== WHAT IS ASKED ==
Rename "birch tree" to "silver birch" throughout the records and write the lines out again with everything else left as it is.

Object pointing dataset rows
+ + + +

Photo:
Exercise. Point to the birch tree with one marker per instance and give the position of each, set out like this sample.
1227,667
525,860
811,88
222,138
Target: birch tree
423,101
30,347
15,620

+ + + +

== EXERCISE ANSWER ==
Photo:
Exercise. Point to the silver birch with one marker per instance and give the position of each, set out like this sample.
1227,667
525,860
811,88
222,138
Target: silver birch
423,101
30,347
15,620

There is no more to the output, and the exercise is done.